Four kidnapped UN aid workers are freed

Latest update : 2009-03-16

Three foreign aid workers and a Somali employed by the United Nations were freed on Monday, just hours after being kidnapped by local militiamen in southern Somalia, UN staff said, thanks to negotiations led by elders and officials.

AFP - Three foreign aid workers and a Somali employed by the United Nations were freed Monday, hours after being kidnapped by local militiamen in southern Somalia, elders and UN staff said.
  
The four were snatched from their car by armed men on their way to an airstrip in Wajid, a food aid hub 340 kilometres (210 miles) south of the capital Mogadishu, early in the morning.
  
"Efforts to secure their release were conducted by local elders and officials from the Shebab movement. These efforts have finally succeeded and the hostages are free," a local UN employee said on condition of anonymity.
  
The Shebab are a hardline Islamist organisation opposed to the national unity government led by President Sharif Sheikh Ahmed and who control large swathes of the troubled Horn of Africa country.

### Extracted records
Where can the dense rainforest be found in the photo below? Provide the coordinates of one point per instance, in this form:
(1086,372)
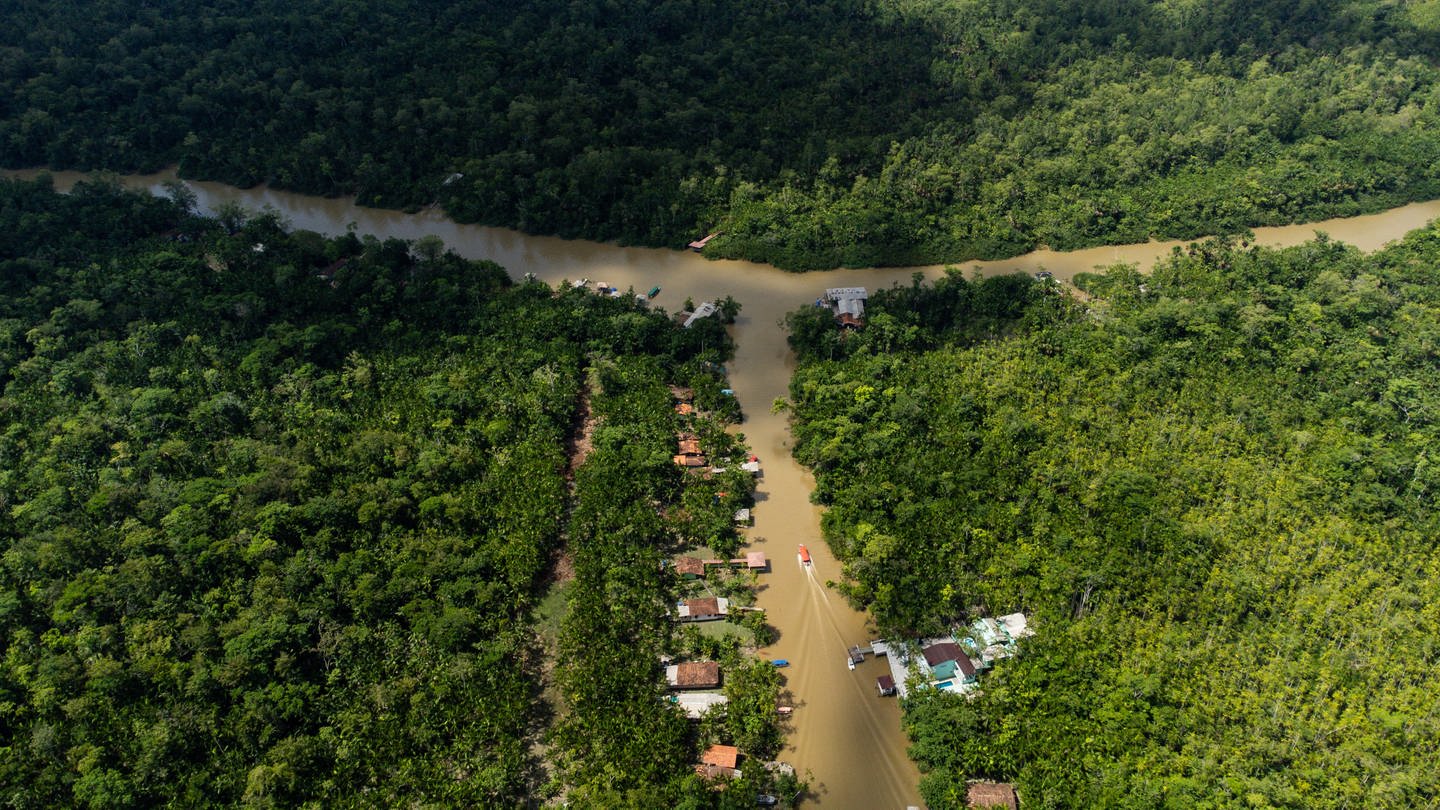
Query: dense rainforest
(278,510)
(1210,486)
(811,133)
==
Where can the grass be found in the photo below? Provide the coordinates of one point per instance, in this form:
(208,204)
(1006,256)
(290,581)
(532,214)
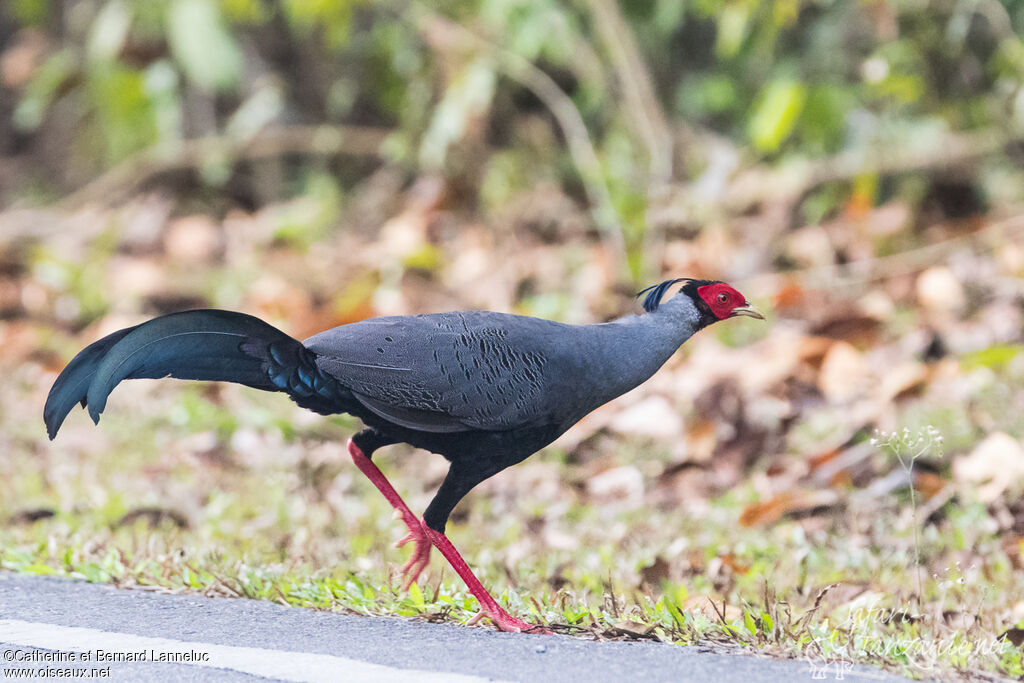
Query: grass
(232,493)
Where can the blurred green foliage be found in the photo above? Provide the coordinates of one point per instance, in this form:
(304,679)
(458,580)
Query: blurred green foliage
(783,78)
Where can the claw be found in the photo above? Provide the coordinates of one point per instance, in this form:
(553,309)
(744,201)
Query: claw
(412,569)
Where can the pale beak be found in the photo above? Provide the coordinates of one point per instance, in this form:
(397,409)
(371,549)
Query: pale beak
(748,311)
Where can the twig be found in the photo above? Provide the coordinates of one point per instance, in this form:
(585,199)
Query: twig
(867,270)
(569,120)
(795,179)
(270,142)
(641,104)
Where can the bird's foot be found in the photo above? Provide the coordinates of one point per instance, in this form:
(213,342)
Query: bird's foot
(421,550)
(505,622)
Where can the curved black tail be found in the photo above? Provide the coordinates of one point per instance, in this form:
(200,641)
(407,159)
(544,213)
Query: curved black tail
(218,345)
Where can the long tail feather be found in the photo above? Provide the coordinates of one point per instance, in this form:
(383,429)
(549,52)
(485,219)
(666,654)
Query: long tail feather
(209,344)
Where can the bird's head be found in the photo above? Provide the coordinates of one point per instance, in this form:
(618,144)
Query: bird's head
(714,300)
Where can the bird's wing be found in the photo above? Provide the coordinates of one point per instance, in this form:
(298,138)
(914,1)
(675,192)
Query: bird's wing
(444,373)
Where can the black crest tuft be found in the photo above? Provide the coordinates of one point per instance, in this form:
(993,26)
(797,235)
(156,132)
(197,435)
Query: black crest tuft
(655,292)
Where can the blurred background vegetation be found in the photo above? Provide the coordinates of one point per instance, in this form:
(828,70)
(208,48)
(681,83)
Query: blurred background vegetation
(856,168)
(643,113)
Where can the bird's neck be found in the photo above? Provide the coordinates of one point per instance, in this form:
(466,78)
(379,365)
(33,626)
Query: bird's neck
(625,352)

### How to complete this task
Reproduce the report on the kidnapped UN aid workers in full, word for word. Rely solely on the report on the kidnapped UN aid workers.

### Response to this exercise
Four kidnapped UN aid workers are freed

Latest update : 2009-03-16

Three foreign aid workers and a Somali employed by the United Nations were freed on Monday, just hours after being kidnapped by local militiamen in southern Somalia, UN staff said, thanks to negotiations led by elders and officials.

AFP - Three foreign aid workers and a Somali employed by the United Nations were freed Monday, hours after being kidnapped by local militiamen in southern Somalia, elders and UN staff said.
  
The four were snatched from their car by armed men on their way to an airstrip in Wajid, a food aid hub 340 kilometres (210 miles) south of the capital Mogadishu, early in the morning.
  
"Efforts to secure their release were conducted by local elders and officials from the Shebab movement. These efforts have finally succeeded and the hostages are free," a local UN employee said on condition of anonymity.
  
The Shebab are a hardline Islamist organisation opposed to the national unity government led by President Sharif Sheikh Ahmed and who control large swathes of the troubled Horn of Africa country.